===== Given passage =====

As a book lover, I usually have several bookish traditions for the start of every new reading year. Leading up to New Year’s Eve, I comb through my print TBR, looking for the top books I want to make sure I listen to first. Then, I set up my new reading journal, complete with themed lists, progress charts, and an extensive TBR.

But since I joined the bookternet back in 2015, one tradition has stood out in my mind more than any other: choosing the first audiobook of the year. One must choose carefully as this audiobook sets the tone for the ENTIRE reading year. For 2021, I listened to We Ride Upon Sticks by Quan Barry, and the novel’s blend of woman-focused main characters and quirky storytelling proved the perfect choice for a terribly strange year.

For 2022, I felt a bit lost as I approached my overburdened audiobook apps. I browsed through title after title, many of them 2019 and 2020 titles that I never got around to. The pandemic limited my listening, and in 2021, I found myself staring into space more than anything else.

===== Supplied material =====

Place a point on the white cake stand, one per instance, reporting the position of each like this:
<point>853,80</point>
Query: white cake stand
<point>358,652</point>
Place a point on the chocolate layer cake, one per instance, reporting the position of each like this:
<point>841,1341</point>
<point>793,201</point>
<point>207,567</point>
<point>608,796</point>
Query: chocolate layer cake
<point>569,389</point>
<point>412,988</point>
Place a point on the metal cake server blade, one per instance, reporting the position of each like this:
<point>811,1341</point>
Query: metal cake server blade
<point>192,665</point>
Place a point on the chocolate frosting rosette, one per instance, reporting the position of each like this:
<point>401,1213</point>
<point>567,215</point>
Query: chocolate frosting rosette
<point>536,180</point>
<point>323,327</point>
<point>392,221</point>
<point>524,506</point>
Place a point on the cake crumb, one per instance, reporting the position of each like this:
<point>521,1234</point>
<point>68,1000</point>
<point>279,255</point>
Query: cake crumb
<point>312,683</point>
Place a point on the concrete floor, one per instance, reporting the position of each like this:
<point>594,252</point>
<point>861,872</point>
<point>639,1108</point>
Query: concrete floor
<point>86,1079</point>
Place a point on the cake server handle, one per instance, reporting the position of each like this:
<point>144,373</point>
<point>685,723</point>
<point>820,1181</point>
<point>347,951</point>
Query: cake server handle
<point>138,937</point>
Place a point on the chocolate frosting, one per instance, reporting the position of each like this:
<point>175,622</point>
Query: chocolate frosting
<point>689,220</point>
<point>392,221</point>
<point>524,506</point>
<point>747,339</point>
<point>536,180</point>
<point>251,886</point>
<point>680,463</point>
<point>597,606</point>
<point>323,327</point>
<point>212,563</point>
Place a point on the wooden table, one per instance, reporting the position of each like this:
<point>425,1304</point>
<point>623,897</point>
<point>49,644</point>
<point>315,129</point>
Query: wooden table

=====

*Assignment 1*
In the passage about choosing a first audiobook, which audiobook did the writer listen to first in 2021?
*Assignment 2*
Summarize the passage about choosing a first audiobook in two sentences.
*Assignment 3*
List every start-of-year reading tradition the writer describes in the passage about choosing a first audiobook.

*Answer area 1*
We Ride Upon Sticks by Quan Barry.

*Answer area 2*
The writer has several bookish traditions for each new reading year, and the one that stands out most is choosing the first audiobook of the year, since it sets the tone for the entire year. For 2021 the choice was We Ride Upon Sticks by Quan Barry, but for 2022 the writer felt lost among overburdened audiobook apps full of unlistened titles, after a pandemic that limited listening.

*Answer area 3*
- Combing through the print TBR for the top books to get to first
- Setting up a new reading journal with themed lists, progress charts, and an extensive TBR
- Choosing the first audiobook of the year